Zahlreiche Landschaften komponierte der Künstler in ungewöhnlicher Perspektive. In La grève blanche, Vasouy fällt der Blick vom grünen Grasboden über eine steilabfallende tiefbraune Falaise hinunter auf den weissen Sandstrand, auf dem zwei kleine Figuren dem Meer entlangwandern. Vallottons Landschaftsbilder erscheinen mir wie Entdeckungsreisen in eine sich abstrahierende Welt voller Poesie.

Titelbild: Kurator David Schmidhauser erläutert das Gemälde «La réussite», 1912, Kunsthaus Zürich.

KURZE AUFGABE 1
Gib in den Datensätzen alles von der Zeile mit „Tag each instance of the green shirt“ bis hinunter zur Zeile mit „<point>103,269</point>“ einschließlich dieser beiden Zeilen noch einmal wieder und tausche dabei „dirt road“ gegen „gravel road“ aus, ohne sonst etwas zu ändern. Die Bilder lässt du in deiner Antwort weg.

Datensätze zum Markieren von Objekten:
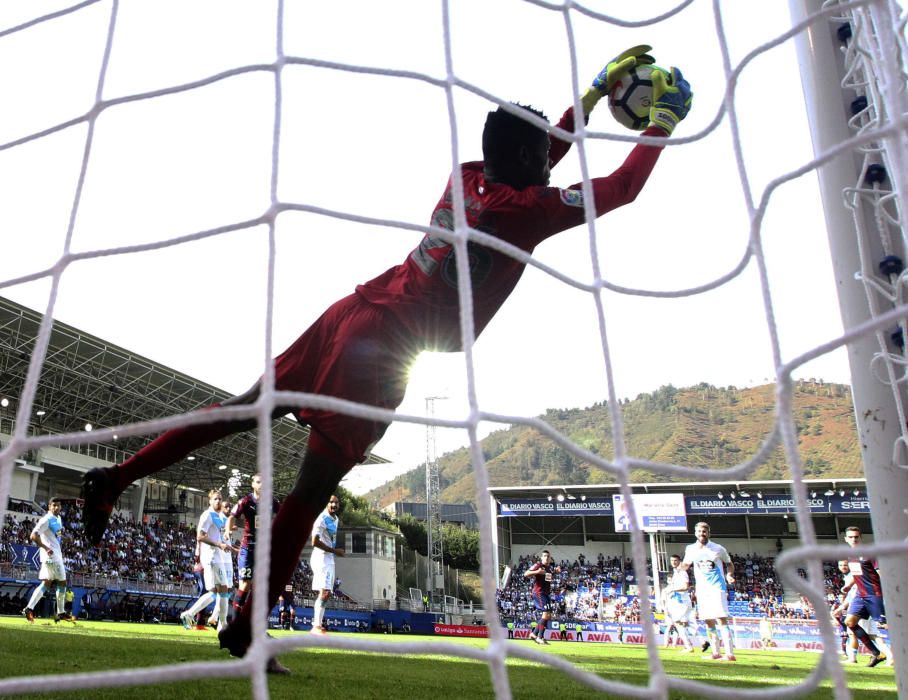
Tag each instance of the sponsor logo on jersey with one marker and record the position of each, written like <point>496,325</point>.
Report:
<point>572,198</point>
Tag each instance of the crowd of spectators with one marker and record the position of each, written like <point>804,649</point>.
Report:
<point>155,551</point>
<point>755,577</point>
<point>600,589</point>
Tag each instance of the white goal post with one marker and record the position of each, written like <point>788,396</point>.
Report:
<point>861,155</point>
<point>854,78</point>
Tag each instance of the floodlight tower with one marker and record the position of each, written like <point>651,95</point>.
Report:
<point>435,580</point>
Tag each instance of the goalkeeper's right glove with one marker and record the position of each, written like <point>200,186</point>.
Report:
<point>672,98</point>
<point>614,70</point>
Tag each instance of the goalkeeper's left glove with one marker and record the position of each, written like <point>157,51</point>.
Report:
<point>672,98</point>
<point>614,70</point>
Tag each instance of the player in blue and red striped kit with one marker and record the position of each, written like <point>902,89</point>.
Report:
<point>543,573</point>
<point>868,598</point>
<point>247,508</point>
<point>361,348</point>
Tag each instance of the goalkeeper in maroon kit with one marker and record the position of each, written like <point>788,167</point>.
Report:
<point>542,572</point>
<point>360,349</point>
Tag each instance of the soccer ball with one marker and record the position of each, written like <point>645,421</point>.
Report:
<point>631,98</point>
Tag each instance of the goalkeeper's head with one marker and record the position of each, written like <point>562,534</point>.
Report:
<point>515,152</point>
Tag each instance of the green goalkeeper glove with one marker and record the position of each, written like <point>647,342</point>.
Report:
<point>614,70</point>
<point>672,98</point>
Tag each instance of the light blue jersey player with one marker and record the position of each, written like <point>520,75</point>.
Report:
<point>46,535</point>
<point>324,549</point>
<point>710,562</point>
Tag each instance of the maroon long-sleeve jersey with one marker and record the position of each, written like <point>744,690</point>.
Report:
<point>422,292</point>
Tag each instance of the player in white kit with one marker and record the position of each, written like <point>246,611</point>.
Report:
<point>710,562</point>
<point>213,550</point>
<point>214,619</point>
<point>678,608</point>
<point>324,549</point>
<point>46,534</point>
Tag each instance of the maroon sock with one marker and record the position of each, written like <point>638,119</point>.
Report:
<point>172,445</point>
<point>863,637</point>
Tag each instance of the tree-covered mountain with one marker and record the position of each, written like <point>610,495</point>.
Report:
<point>703,426</point>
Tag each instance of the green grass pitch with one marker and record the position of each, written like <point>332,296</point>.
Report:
<point>45,648</point>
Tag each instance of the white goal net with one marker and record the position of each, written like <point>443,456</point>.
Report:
<point>215,173</point>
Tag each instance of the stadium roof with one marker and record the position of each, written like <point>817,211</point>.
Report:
<point>88,380</point>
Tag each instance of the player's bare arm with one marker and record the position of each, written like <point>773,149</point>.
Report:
<point>318,544</point>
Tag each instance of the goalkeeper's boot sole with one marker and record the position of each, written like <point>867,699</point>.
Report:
<point>275,667</point>
<point>235,638</point>
<point>99,493</point>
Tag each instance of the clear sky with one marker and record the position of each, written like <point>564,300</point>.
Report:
<point>381,147</point>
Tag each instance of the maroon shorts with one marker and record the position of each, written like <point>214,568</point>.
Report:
<point>354,351</point>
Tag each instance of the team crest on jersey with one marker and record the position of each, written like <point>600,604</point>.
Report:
<point>573,198</point>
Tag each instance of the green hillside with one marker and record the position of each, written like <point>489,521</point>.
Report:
<point>703,426</point>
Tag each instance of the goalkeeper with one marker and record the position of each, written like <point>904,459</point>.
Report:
<point>361,347</point>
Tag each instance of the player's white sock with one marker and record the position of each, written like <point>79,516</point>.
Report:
<point>682,635</point>
<point>883,647</point>
<point>221,610</point>
<point>726,639</point>
<point>37,595</point>
<point>318,612</point>
<point>200,604</point>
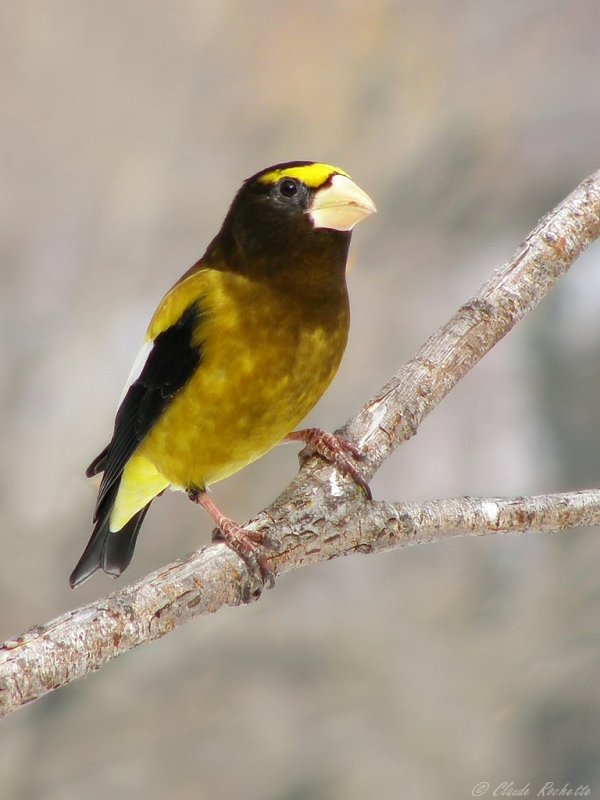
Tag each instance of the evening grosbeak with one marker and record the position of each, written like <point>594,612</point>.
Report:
<point>236,354</point>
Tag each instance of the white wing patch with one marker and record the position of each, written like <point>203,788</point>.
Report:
<point>138,366</point>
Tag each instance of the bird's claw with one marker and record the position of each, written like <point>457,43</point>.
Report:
<point>335,449</point>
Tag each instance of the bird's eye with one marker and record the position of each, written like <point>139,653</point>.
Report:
<point>288,188</point>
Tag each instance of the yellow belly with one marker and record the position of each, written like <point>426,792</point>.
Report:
<point>264,366</point>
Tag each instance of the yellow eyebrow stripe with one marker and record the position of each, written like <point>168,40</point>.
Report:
<point>311,175</point>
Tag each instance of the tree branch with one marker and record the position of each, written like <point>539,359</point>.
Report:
<point>321,515</point>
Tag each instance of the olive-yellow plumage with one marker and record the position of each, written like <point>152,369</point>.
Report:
<point>236,354</point>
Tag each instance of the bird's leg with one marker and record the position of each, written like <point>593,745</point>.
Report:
<point>248,545</point>
<point>335,449</point>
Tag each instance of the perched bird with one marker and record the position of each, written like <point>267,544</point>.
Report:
<point>236,354</point>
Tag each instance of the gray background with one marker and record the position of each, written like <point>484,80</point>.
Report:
<point>126,128</point>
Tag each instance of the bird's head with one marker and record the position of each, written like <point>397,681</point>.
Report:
<point>292,211</point>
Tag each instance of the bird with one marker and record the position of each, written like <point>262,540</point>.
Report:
<point>236,354</point>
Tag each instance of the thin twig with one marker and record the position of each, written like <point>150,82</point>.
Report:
<point>321,515</point>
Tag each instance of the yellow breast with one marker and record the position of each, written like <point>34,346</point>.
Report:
<point>266,360</point>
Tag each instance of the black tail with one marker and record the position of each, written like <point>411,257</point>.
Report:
<point>106,550</point>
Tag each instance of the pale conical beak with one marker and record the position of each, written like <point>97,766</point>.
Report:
<point>340,205</point>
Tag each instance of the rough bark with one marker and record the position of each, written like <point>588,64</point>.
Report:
<point>322,515</point>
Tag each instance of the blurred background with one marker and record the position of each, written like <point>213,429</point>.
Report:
<point>126,128</point>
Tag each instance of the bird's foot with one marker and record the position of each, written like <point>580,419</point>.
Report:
<point>248,545</point>
<point>336,450</point>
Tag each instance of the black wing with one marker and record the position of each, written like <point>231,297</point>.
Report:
<point>171,362</point>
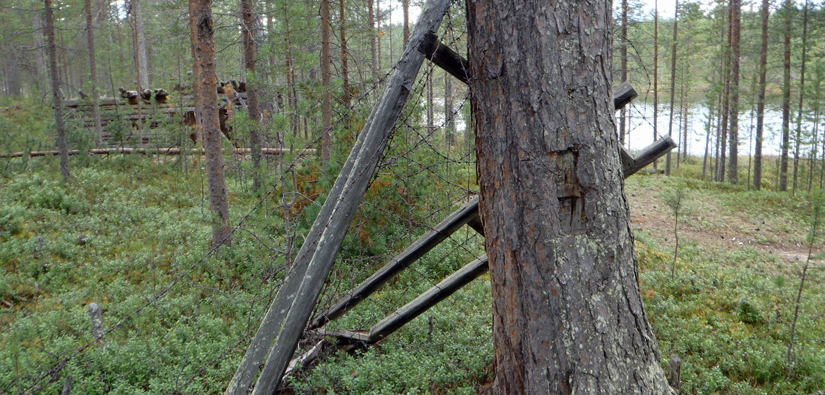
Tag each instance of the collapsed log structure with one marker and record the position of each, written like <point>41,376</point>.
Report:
<point>151,109</point>
<point>284,323</point>
<point>151,151</point>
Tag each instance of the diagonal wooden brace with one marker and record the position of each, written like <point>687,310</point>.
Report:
<point>466,215</point>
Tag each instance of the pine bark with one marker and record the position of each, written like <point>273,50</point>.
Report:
<point>672,80</point>
<point>90,36</point>
<point>51,48</point>
<point>326,133</point>
<point>567,313</point>
<point>405,5</point>
<point>207,100</point>
<point>798,139</point>
<point>760,103</point>
<point>786,101</point>
<point>735,25</point>
<point>250,54</point>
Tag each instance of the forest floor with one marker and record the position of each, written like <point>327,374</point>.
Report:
<point>132,234</point>
<point>711,222</point>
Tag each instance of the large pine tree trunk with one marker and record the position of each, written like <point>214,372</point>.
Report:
<point>733,165</point>
<point>797,140</point>
<point>51,48</point>
<point>405,5</point>
<point>90,35</point>
<point>250,55</point>
<point>567,313</point>
<point>623,49</point>
<point>207,100</point>
<point>760,104</point>
<point>786,101</point>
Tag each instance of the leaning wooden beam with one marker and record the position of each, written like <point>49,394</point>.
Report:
<point>428,299</point>
<point>287,316</point>
<point>454,64</point>
<point>465,215</point>
<point>474,269</point>
<point>400,262</point>
<point>152,151</point>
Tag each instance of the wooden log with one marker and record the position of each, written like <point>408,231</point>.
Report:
<point>287,316</point>
<point>96,315</point>
<point>345,336</point>
<point>67,386</point>
<point>466,215</point>
<point>652,152</point>
<point>304,358</point>
<point>444,57</point>
<point>428,299</point>
<point>675,379</point>
<point>400,262</point>
<point>154,151</point>
<point>454,64</point>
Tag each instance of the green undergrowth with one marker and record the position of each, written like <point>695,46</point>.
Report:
<point>128,231</point>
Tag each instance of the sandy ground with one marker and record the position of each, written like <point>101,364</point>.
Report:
<point>710,225</point>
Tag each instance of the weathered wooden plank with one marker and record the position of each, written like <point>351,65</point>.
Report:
<point>454,64</point>
<point>287,316</point>
<point>400,262</point>
<point>428,299</point>
<point>350,337</point>
<point>466,215</point>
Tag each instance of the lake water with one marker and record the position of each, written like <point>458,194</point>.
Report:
<point>641,129</point>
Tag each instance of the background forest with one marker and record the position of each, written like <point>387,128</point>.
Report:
<point>727,243</point>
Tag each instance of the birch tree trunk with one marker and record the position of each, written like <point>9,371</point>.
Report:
<point>51,48</point>
<point>326,136</point>
<point>143,63</point>
<point>655,75</point>
<point>208,102</point>
<point>623,49</point>
<point>567,313</point>
<point>786,101</point>
<point>760,104</point>
<point>797,140</point>
<point>90,35</point>
<point>735,24</point>
<point>347,96</point>
<point>250,54</point>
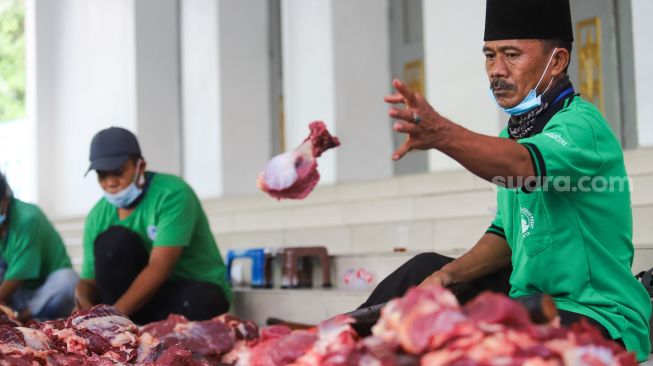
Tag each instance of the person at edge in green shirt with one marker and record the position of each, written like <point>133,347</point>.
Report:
<point>148,247</point>
<point>563,226</point>
<point>37,279</point>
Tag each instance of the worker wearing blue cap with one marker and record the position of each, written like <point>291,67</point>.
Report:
<point>148,247</point>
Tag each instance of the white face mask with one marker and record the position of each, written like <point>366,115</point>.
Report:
<point>128,195</point>
<point>532,100</point>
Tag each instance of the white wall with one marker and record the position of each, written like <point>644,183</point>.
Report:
<point>308,78</point>
<point>157,83</point>
<point>336,66</point>
<point>643,50</point>
<point>200,102</point>
<point>94,65</point>
<point>456,83</point>
<point>80,88</point>
<point>226,94</point>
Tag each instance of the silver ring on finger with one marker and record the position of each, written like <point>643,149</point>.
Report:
<point>416,118</point>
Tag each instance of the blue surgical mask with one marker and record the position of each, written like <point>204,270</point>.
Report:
<point>532,100</point>
<point>128,195</point>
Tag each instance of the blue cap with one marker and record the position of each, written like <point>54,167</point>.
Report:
<point>110,149</point>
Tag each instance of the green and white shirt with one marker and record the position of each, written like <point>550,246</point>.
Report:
<point>32,248</point>
<point>169,214</point>
<point>571,237</point>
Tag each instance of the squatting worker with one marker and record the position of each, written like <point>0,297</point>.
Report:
<point>573,244</point>
<point>148,247</point>
<point>38,280</point>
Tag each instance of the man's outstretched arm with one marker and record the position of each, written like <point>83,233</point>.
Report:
<point>490,254</point>
<point>486,156</point>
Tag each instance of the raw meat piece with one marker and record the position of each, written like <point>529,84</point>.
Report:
<point>243,329</point>
<point>494,308</point>
<point>336,343</point>
<point>100,330</point>
<point>210,338</point>
<point>294,174</point>
<point>278,351</point>
<point>8,316</point>
<point>179,356</point>
<point>423,318</point>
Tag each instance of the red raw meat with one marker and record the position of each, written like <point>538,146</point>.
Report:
<point>209,338</point>
<point>278,351</point>
<point>100,330</point>
<point>424,318</point>
<point>495,308</point>
<point>336,343</point>
<point>294,174</point>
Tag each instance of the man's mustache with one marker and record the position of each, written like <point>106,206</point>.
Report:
<point>501,84</point>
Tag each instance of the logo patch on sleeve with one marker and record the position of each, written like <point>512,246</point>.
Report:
<point>151,232</point>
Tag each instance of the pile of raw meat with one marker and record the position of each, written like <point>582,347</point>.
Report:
<point>102,336</point>
<point>294,174</point>
<point>426,327</point>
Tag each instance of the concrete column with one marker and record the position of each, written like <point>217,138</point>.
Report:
<point>642,10</point>
<point>158,113</point>
<point>226,94</point>
<point>81,79</point>
<point>93,65</point>
<point>337,69</point>
<point>456,83</point>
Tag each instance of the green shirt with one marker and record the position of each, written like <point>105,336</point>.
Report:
<point>32,248</point>
<point>572,236</point>
<point>169,214</point>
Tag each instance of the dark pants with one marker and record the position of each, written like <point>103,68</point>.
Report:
<point>120,256</point>
<point>413,272</point>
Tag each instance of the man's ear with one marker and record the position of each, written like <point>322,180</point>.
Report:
<point>560,61</point>
<point>141,169</point>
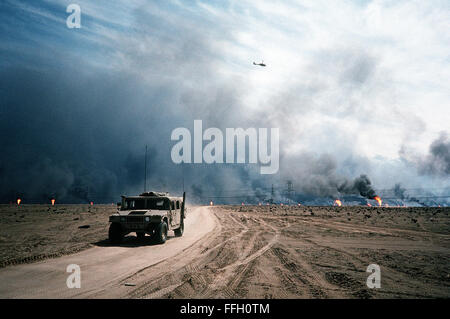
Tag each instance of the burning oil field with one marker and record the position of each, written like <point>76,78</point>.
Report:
<point>308,152</point>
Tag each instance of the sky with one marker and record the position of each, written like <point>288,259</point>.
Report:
<point>355,87</point>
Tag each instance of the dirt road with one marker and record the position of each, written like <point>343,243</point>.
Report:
<point>261,252</point>
<point>103,269</point>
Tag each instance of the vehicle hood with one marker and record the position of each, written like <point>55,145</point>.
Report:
<point>141,212</point>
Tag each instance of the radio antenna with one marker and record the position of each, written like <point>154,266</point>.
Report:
<point>145,170</point>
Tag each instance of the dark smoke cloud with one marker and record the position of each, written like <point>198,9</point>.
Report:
<point>77,132</point>
<point>437,162</point>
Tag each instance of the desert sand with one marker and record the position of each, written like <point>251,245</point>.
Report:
<point>229,252</point>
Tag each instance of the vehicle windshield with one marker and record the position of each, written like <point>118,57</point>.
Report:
<point>149,203</point>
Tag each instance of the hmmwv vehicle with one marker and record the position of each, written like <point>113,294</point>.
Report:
<point>152,213</point>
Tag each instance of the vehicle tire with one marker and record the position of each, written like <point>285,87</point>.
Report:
<point>179,231</point>
<point>115,233</point>
<point>161,233</point>
<point>140,235</point>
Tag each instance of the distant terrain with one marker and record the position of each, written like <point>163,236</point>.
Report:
<point>234,252</point>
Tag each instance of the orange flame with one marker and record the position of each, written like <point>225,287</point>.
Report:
<point>378,199</point>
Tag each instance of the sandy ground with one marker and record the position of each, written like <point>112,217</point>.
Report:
<point>233,252</point>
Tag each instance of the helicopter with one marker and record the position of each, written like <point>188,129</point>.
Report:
<point>260,64</point>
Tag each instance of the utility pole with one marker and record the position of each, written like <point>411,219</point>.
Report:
<point>145,170</point>
<point>290,190</point>
<point>272,195</point>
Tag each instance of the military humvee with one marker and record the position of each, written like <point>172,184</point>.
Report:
<point>150,213</point>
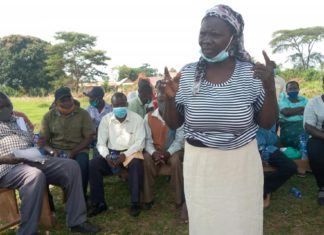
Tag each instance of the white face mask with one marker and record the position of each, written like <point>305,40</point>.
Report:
<point>221,56</point>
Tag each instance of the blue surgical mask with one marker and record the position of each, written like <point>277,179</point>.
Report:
<point>221,56</point>
<point>293,94</point>
<point>94,103</point>
<point>120,112</point>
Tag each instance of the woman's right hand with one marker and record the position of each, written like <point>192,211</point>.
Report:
<point>169,86</point>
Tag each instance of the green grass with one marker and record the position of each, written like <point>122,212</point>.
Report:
<point>286,215</point>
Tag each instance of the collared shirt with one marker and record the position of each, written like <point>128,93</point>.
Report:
<point>286,103</point>
<point>136,106</point>
<point>280,84</point>
<point>12,137</point>
<point>176,145</point>
<point>129,135</point>
<point>96,116</point>
<point>314,113</point>
<point>66,132</point>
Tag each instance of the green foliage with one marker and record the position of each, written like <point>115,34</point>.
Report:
<point>300,42</point>
<point>12,91</point>
<point>74,57</point>
<point>132,73</point>
<point>22,60</point>
<point>307,75</point>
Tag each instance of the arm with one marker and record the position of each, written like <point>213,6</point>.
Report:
<point>178,142</point>
<point>103,137</point>
<point>149,147</point>
<point>88,131</point>
<point>292,111</point>
<point>269,111</point>
<point>169,87</point>
<point>313,131</point>
<point>139,142</point>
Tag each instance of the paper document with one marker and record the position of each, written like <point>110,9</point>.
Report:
<point>32,154</point>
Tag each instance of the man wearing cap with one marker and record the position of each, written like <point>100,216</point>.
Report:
<point>97,109</point>
<point>142,103</point>
<point>30,178</point>
<point>67,132</point>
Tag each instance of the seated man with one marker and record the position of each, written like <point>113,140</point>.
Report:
<point>30,178</point>
<point>284,167</point>
<point>162,146</point>
<point>122,132</point>
<point>97,109</point>
<point>67,132</point>
<point>142,103</point>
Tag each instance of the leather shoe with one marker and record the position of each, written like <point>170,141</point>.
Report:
<point>97,209</point>
<point>84,228</point>
<point>135,210</point>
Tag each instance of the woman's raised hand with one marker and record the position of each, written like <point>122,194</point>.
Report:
<point>264,72</point>
<point>169,86</point>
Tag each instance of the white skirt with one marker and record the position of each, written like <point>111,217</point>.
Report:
<point>224,190</point>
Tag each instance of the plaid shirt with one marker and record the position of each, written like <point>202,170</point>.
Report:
<point>11,138</point>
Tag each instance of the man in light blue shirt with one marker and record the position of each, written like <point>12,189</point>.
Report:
<point>97,109</point>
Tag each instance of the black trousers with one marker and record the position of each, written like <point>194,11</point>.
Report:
<point>315,150</point>
<point>285,168</point>
<point>99,168</point>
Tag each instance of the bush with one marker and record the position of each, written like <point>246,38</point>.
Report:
<point>12,92</point>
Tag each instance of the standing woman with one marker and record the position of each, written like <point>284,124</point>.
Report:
<point>221,99</point>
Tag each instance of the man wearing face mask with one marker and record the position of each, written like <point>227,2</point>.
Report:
<point>291,116</point>
<point>162,146</point>
<point>121,140</point>
<point>30,178</point>
<point>67,131</point>
<point>143,102</point>
<point>97,109</point>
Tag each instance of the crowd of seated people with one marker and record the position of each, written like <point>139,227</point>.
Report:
<point>141,142</point>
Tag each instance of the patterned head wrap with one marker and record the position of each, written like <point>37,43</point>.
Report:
<point>237,50</point>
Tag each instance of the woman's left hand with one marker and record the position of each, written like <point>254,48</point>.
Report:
<point>264,72</point>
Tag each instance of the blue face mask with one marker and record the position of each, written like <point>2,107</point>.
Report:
<point>221,56</point>
<point>94,103</point>
<point>293,94</point>
<point>120,112</point>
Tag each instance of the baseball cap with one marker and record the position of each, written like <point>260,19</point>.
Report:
<point>62,92</point>
<point>96,91</point>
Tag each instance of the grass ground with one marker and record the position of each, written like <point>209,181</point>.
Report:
<point>286,215</point>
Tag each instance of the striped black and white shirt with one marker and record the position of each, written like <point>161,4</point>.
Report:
<point>222,115</point>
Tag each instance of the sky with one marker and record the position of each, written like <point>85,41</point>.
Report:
<point>160,33</point>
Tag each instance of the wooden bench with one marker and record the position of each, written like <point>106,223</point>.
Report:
<point>9,213</point>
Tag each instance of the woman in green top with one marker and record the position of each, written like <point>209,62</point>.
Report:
<point>291,116</point>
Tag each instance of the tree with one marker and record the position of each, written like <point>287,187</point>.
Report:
<point>22,62</point>
<point>300,42</point>
<point>74,60</point>
<point>132,73</point>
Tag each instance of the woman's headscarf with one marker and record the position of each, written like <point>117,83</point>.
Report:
<point>234,19</point>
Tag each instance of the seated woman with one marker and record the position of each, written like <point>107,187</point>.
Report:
<point>314,125</point>
<point>291,116</point>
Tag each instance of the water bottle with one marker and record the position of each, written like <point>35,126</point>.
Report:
<point>113,156</point>
<point>296,192</point>
<point>63,154</point>
<point>303,146</point>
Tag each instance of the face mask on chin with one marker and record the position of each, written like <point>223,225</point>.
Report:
<point>120,112</point>
<point>293,94</point>
<point>94,103</point>
<point>221,56</point>
<point>5,114</point>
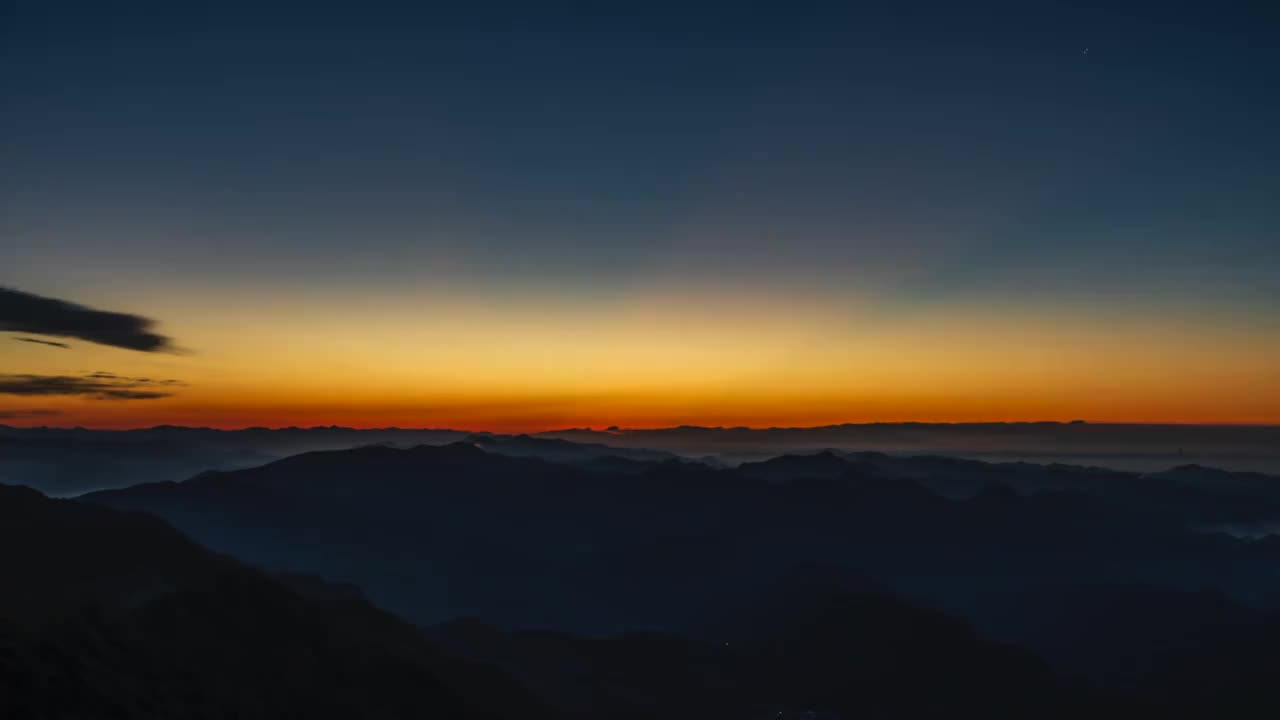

KURZE AUFGABE 2
Setze den Text über Vallottons Landschaftsbilder dort fort, wo er aufhört.

ÜBUNGSERGEBNIS 1
Tag each instance of the green shirt with one marker and record the position of each, written like <point>105,336</point>.
Report:
<point>32,248</point>
<point>572,236</point>
<point>169,214</point>
Tag each instance of the dark pants with one marker and record the position of each, written like <point>103,68</point>.
Report:
<point>120,256</point>
<point>413,272</point>
Tag each instance of the man's ear with one marker and record the position of each, written like <point>322,180</point>.
Report:
<point>560,61</point>
<point>141,169</point>
Tag each instance of the burning oil field with one marker and record the position of each, written like <point>76,78</point>.
Report:
<point>308,152</point>
Tag each instance of the sky with one marker and record the position of each, written like <point>288,259</point>.
Report:
<point>355,87</point>
Tag each instance of the gravel road with one marker and record the position of each, written like <point>343,243</point>.
Report:
<point>261,252</point>
<point>103,269</point>

ÜBUNGSERGEBNIS 2
Fotos: © Elisabeth Bühler, Uster; KMW und Wikimedia Commons

Bis 7. September 2025
Félix Vallotton, Illusions perdues im Kunst Museum Winterthur am Stadtgarten und in der Villa Flora in Winterthur. Die Ausstellung ist Teil des 2025
/ Année Vallotton in Verbindung mit Anlässen weiterer kultureller Institutionen in der Schweiz.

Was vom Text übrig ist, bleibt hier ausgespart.